§ PROBLEM
Transcribe precisely those lines of the listing that fall between the line containing "Where can the finger" and the last line, inclusive of both.

§ AVAILABLE DATA
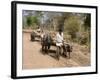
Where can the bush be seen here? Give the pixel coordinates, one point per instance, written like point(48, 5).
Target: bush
point(72, 26)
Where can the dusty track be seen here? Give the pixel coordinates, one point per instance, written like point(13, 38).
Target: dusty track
point(34, 58)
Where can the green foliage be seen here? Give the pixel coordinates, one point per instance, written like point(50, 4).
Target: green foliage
point(87, 22)
point(31, 21)
point(72, 26)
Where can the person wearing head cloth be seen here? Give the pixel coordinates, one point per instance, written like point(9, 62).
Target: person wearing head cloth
point(59, 38)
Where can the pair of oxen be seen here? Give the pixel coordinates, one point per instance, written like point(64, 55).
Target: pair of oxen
point(47, 42)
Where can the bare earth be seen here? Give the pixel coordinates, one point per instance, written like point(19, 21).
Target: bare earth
point(34, 58)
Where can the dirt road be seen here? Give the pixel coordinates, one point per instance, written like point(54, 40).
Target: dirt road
point(34, 58)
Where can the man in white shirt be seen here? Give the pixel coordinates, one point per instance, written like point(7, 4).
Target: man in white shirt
point(59, 42)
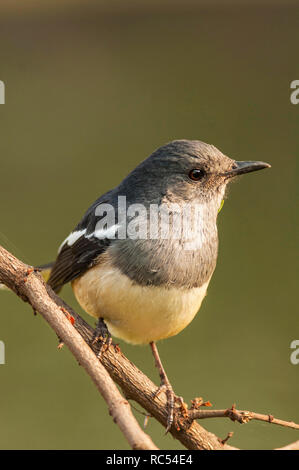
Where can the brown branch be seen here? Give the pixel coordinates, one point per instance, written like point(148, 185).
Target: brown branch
point(17, 276)
point(240, 415)
point(292, 446)
point(134, 384)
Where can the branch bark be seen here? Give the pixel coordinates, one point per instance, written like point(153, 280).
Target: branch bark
point(30, 287)
point(241, 416)
point(77, 335)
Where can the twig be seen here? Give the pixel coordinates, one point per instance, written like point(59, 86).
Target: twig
point(240, 415)
point(292, 446)
point(28, 285)
point(135, 385)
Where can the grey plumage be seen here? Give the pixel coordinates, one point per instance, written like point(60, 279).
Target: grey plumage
point(163, 178)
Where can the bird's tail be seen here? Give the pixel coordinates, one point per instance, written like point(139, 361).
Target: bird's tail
point(44, 269)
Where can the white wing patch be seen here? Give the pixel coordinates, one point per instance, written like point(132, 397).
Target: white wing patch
point(72, 238)
point(101, 233)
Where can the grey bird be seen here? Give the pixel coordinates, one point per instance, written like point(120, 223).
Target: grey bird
point(131, 261)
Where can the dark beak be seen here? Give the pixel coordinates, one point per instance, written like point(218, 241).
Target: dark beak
point(246, 167)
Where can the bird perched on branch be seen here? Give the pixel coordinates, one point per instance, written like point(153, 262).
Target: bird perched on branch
point(142, 257)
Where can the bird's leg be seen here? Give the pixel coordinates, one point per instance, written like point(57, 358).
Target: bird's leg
point(165, 386)
point(102, 333)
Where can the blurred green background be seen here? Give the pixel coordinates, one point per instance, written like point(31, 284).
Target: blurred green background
point(92, 88)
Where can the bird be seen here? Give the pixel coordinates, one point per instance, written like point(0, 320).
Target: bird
point(142, 256)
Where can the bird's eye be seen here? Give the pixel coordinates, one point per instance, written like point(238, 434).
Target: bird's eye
point(196, 174)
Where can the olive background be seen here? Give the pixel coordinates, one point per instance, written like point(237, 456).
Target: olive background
point(92, 88)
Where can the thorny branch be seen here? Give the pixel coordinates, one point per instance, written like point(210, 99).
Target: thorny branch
point(77, 336)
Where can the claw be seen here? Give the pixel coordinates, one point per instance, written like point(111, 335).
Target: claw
point(101, 334)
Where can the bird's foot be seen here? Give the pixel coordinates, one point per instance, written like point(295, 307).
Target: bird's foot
point(172, 400)
point(101, 333)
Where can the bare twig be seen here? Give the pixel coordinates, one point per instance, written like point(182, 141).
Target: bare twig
point(241, 416)
point(292, 446)
point(28, 285)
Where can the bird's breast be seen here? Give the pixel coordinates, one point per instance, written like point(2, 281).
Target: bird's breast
point(136, 313)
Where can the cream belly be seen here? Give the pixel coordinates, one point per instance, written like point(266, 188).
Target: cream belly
point(136, 314)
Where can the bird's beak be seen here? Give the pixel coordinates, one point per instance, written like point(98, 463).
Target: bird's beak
point(246, 167)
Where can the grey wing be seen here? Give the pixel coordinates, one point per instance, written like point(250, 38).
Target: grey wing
point(80, 250)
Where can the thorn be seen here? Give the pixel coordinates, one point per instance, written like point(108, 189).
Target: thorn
point(223, 441)
point(146, 420)
point(27, 273)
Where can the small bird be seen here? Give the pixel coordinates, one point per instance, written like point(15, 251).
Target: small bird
point(142, 257)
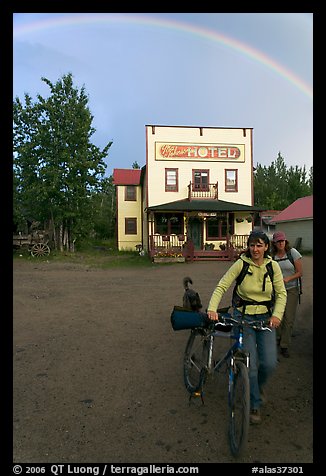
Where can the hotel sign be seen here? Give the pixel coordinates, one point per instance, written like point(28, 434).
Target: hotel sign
point(185, 151)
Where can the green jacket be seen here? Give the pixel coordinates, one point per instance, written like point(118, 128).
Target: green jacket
point(251, 287)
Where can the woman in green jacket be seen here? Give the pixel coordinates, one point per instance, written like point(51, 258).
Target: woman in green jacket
point(256, 287)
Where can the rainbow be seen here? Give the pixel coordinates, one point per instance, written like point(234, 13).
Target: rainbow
point(150, 20)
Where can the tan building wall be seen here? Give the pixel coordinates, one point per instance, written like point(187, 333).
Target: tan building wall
point(128, 209)
point(211, 149)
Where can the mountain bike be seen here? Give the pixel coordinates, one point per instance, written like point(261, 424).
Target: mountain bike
point(198, 364)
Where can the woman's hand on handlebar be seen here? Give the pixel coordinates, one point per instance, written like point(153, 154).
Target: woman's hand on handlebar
point(274, 321)
point(212, 315)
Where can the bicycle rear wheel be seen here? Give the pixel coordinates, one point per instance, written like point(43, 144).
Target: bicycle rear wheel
point(239, 407)
point(195, 361)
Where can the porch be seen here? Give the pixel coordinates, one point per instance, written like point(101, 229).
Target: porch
point(178, 245)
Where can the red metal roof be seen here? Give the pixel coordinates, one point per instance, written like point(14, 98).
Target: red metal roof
point(301, 209)
point(126, 176)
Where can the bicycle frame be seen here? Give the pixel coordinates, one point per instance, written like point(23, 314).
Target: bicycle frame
point(198, 363)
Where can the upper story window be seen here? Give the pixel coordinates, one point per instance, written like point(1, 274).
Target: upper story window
point(130, 193)
point(130, 226)
point(217, 227)
point(231, 180)
point(171, 180)
point(200, 179)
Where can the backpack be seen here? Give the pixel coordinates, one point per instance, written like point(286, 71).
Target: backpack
point(237, 301)
point(290, 258)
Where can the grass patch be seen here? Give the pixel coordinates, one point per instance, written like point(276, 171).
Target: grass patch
point(98, 254)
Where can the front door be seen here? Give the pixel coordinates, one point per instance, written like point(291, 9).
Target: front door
point(195, 232)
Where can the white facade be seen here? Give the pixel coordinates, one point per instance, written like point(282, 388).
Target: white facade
point(212, 149)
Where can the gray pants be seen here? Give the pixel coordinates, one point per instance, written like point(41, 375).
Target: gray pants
point(284, 331)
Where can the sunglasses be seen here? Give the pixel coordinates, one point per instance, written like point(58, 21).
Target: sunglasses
point(259, 234)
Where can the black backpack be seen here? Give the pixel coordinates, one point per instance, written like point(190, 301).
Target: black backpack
point(290, 258)
point(237, 301)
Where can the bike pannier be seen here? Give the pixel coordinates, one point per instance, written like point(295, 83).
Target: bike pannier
point(182, 318)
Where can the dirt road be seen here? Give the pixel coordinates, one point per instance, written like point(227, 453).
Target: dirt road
point(98, 371)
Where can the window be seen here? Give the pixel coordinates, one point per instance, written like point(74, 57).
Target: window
point(216, 227)
point(231, 180)
point(166, 224)
point(131, 226)
point(200, 180)
point(171, 180)
point(130, 193)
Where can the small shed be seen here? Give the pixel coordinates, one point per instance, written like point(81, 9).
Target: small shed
point(297, 223)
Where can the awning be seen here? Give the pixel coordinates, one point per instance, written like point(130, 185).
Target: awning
point(204, 206)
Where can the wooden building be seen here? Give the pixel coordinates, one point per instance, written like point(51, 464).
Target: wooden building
point(194, 197)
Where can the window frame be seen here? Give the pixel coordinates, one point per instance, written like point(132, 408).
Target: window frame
point(128, 221)
point(227, 188)
point(171, 188)
point(201, 188)
point(134, 194)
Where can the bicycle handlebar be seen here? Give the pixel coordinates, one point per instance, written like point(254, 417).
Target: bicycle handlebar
point(225, 319)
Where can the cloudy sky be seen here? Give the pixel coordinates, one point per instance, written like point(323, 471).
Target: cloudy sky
point(183, 69)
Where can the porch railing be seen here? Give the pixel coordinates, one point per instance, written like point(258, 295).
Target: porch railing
point(175, 243)
point(209, 191)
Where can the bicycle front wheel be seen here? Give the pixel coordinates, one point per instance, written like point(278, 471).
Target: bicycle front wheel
point(195, 361)
point(239, 408)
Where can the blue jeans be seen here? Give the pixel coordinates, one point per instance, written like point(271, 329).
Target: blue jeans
point(262, 348)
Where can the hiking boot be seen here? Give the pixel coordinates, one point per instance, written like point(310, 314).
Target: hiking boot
point(255, 417)
point(285, 352)
point(263, 395)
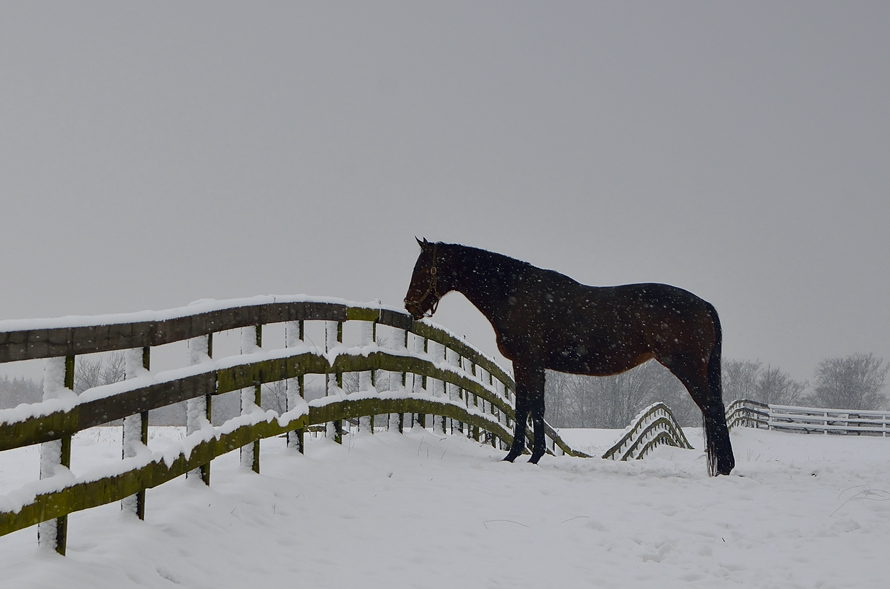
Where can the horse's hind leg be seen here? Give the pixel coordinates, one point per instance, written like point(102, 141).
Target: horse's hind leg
point(537, 411)
point(703, 383)
point(519, 428)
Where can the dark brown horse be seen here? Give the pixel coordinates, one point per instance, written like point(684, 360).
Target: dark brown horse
point(545, 320)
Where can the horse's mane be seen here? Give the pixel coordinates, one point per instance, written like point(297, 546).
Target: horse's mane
point(478, 253)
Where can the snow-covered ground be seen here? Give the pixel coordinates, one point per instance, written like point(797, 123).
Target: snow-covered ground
point(425, 510)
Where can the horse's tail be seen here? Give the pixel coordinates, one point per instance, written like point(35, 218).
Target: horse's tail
point(719, 448)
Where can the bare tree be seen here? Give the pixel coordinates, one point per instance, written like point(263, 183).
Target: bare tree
point(850, 382)
point(775, 387)
point(748, 379)
point(740, 379)
point(93, 373)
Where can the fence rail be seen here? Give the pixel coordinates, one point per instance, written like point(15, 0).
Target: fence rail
point(652, 427)
point(809, 419)
point(441, 376)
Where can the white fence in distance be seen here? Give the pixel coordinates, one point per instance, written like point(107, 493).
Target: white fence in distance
point(809, 419)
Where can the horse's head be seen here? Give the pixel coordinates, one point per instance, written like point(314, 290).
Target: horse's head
point(424, 291)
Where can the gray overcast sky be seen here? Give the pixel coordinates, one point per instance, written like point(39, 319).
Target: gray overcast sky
point(156, 153)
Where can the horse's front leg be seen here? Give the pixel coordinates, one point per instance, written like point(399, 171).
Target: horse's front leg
point(519, 429)
point(529, 397)
point(536, 406)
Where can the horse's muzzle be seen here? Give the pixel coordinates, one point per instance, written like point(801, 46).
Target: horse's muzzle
point(413, 307)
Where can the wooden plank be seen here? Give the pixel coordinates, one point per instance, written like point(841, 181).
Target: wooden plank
point(91, 413)
point(85, 495)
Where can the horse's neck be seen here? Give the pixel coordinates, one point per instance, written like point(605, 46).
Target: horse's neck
point(479, 280)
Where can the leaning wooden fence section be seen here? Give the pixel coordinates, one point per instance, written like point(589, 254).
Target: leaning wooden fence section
point(441, 376)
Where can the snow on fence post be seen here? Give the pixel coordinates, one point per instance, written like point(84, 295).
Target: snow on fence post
point(367, 335)
point(55, 456)
point(251, 341)
point(199, 410)
point(135, 428)
point(333, 335)
point(294, 387)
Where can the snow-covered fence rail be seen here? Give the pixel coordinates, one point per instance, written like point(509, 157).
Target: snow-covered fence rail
point(809, 419)
point(652, 427)
point(830, 421)
point(746, 413)
point(439, 375)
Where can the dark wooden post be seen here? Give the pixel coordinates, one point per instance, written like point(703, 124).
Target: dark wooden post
point(199, 410)
point(58, 382)
point(251, 339)
point(295, 387)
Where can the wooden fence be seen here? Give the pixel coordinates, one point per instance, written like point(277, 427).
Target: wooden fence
point(443, 382)
point(809, 419)
point(652, 427)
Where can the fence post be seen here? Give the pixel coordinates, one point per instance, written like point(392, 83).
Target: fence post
point(135, 428)
point(294, 387)
point(367, 331)
point(199, 410)
point(437, 387)
point(399, 342)
point(419, 382)
point(55, 456)
point(251, 340)
point(333, 335)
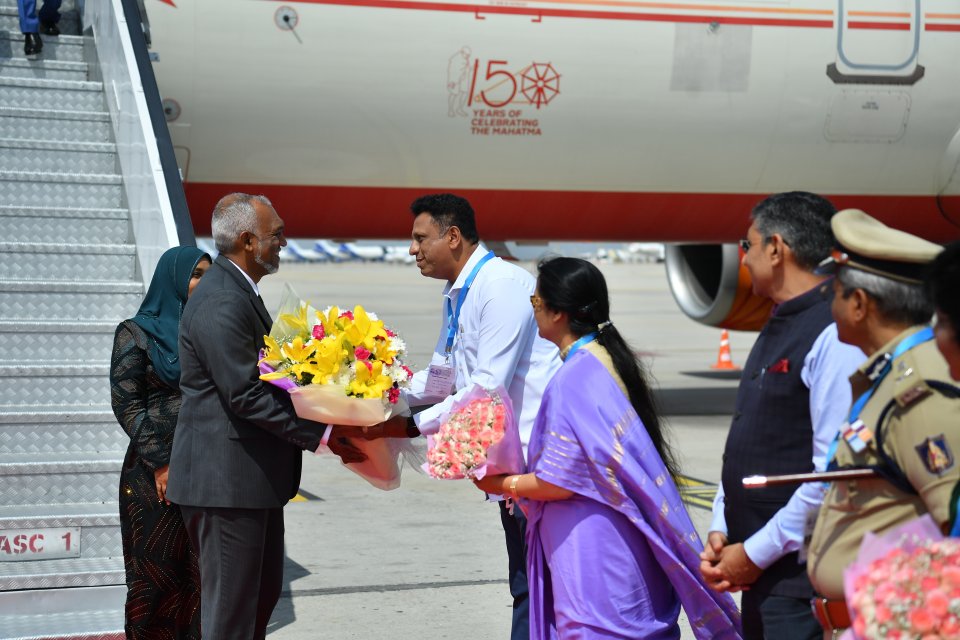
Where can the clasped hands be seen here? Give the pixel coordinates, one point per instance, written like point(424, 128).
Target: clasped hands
point(727, 567)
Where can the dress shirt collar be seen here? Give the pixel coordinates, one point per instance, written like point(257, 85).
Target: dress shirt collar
point(253, 284)
point(457, 284)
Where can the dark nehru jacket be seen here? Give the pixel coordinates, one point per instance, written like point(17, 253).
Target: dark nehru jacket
point(772, 431)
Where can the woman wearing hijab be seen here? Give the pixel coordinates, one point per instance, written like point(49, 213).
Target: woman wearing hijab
point(163, 582)
point(611, 551)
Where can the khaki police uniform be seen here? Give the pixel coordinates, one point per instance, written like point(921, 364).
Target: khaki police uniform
point(918, 424)
point(920, 433)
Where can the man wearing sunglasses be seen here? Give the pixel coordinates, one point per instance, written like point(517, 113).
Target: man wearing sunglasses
point(792, 399)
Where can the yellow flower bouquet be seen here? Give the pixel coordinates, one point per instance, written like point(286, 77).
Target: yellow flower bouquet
point(341, 367)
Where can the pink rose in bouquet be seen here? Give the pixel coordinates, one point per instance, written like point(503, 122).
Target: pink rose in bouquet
point(477, 437)
point(906, 585)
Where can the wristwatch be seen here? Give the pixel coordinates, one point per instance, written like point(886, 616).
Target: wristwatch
point(412, 430)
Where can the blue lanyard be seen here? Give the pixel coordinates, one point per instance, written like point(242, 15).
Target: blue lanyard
point(918, 338)
point(453, 321)
point(587, 339)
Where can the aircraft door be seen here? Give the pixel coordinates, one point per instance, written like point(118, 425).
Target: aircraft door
point(877, 46)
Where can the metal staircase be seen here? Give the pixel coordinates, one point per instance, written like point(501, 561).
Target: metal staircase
point(69, 272)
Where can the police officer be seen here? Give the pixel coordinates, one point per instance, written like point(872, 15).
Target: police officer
point(903, 419)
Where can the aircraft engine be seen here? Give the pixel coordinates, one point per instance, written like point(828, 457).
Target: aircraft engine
point(711, 287)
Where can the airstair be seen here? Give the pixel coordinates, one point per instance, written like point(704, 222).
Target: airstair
point(70, 269)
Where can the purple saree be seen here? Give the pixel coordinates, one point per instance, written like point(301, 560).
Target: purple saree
point(619, 558)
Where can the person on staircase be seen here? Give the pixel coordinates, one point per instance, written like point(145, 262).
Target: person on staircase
point(33, 23)
point(163, 578)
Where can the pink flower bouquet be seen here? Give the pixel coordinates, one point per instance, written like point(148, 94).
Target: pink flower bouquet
point(905, 585)
point(478, 437)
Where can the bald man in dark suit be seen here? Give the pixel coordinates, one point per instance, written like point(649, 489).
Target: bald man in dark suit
point(236, 457)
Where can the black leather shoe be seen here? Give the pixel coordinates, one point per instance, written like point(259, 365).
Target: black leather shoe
point(32, 44)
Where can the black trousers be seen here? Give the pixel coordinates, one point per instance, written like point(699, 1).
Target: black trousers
point(770, 617)
point(241, 568)
point(515, 531)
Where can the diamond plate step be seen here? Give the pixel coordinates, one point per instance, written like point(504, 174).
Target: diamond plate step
point(10, 22)
point(59, 479)
point(63, 225)
point(83, 341)
point(49, 574)
point(44, 69)
point(68, 301)
point(59, 124)
point(52, 94)
point(63, 48)
point(61, 189)
point(99, 524)
point(85, 613)
point(55, 383)
point(42, 155)
point(59, 430)
point(33, 261)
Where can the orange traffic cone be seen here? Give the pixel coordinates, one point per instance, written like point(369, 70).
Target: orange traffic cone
point(724, 361)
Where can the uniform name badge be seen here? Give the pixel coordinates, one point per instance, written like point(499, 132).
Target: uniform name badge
point(440, 380)
point(809, 524)
point(857, 435)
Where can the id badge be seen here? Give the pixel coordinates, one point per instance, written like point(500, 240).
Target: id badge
point(809, 524)
point(440, 380)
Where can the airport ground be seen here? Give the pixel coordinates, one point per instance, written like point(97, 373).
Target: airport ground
point(427, 560)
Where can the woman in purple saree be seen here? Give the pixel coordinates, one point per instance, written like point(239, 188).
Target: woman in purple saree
point(611, 551)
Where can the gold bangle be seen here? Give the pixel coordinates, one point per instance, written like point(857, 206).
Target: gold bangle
point(513, 487)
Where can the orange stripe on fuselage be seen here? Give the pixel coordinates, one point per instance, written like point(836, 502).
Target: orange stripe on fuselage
point(690, 7)
point(879, 14)
point(530, 214)
point(550, 12)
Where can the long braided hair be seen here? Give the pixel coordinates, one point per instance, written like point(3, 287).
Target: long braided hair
point(578, 288)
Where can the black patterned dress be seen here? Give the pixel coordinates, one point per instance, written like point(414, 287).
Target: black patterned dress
point(163, 580)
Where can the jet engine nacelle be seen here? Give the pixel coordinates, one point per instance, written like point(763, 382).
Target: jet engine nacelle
point(712, 287)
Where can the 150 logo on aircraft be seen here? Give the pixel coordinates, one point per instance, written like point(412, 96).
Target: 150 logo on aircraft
point(496, 98)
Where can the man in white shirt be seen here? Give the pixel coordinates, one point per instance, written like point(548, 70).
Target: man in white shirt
point(488, 337)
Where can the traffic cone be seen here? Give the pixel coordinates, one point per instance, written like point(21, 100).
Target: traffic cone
point(724, 361)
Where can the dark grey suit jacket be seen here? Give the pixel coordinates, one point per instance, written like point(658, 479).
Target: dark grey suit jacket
point(238, 440)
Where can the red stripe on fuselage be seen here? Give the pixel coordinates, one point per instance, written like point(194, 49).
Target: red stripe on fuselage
point(384, 212)
point(886, 26)
point(572, 13)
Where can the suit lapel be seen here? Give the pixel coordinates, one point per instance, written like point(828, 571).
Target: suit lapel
point(255, 300)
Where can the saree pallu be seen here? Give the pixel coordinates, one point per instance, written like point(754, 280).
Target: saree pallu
point(618, 559)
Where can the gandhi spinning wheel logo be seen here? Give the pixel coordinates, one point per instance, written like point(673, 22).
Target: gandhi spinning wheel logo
point(492, 84)
point(540, 83)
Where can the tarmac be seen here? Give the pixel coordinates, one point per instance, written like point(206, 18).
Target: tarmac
point(427, 561)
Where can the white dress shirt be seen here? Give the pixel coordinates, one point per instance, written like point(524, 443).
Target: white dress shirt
point(496, 343)
point(826, 370)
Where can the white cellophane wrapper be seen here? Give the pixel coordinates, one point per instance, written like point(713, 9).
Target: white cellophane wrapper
point(330, 404)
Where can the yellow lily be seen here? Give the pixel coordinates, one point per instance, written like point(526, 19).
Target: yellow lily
point(293, 324)
point(364, 331)
point(382, 351)
point(328, 358)
point(271, 350)
point(369, 381)
point(329, 321)
point(299, 355)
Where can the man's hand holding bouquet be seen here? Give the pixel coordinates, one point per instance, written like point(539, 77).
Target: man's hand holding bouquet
point(342, 368)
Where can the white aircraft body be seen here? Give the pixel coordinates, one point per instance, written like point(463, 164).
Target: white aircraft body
point(565, 119)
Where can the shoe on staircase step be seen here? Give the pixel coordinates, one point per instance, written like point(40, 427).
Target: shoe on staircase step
point(32, 45)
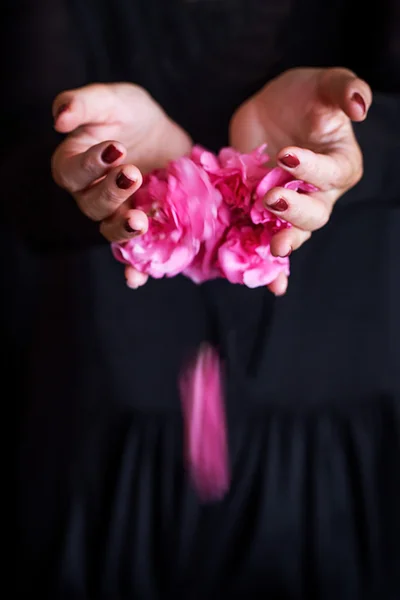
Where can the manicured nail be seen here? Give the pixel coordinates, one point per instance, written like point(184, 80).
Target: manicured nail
point(289, 160)
point(61, 109)
point(280, 205)
point(129, 229)
point(358, 99)
point(110, 154)
point(123, 182)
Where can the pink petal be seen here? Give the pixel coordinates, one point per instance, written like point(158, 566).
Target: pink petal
point(206, 447)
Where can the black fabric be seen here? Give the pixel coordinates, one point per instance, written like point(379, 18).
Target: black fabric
point(105, 510)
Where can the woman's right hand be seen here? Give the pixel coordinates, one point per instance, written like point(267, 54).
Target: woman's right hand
point(115, 133)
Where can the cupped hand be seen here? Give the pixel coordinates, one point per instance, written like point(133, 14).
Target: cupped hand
point(116, 132)
point(305, 116)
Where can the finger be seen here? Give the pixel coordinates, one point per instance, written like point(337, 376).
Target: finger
point(105, 197)
point(342, 88)
point(75, 171)
point(340, 169)
point(125, 224)
point(305, 211)
point(279, 286)
point(82, 106)
point(134, 279)
point(287, 240)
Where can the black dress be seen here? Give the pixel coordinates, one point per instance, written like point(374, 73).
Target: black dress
point(105, 508)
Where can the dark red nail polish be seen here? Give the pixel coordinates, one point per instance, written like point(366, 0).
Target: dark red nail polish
point(110, 154)
point(289, 160)
point(123, 182)
point(359, 100)
point(280, 205)
point(130, 229)
point(61, 109)
point(288, 253)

§ EXERCISE SOLUTION
Where can the finger be seen here? Give the pixel coordinates, one point per instance, written like point(337, 376).
Target: finger
point(105, 197)
point(342, 88)
point(75, 171)
point(340, 169)
point(125, 224)
point(305, 211)
point(279, 286)
point(82, 106)
point(134, 279)
point(287, 240)
Where can the black dress be seen here? Give the pixel coordinates, one point per instance, written like point(374, 73).
Target: black dress
point(105, 508)
Where can the dark red nail polish be seen here? Give the pixel coordinates, one point per instance, written like point(366, 0).
Target: dark red nail polish
point(110, 154)
point(289, 160)
point(123, 182)
point(359, 100)
point(280, 205)
point(130, 229)
point(61, 109)
point(288, 253)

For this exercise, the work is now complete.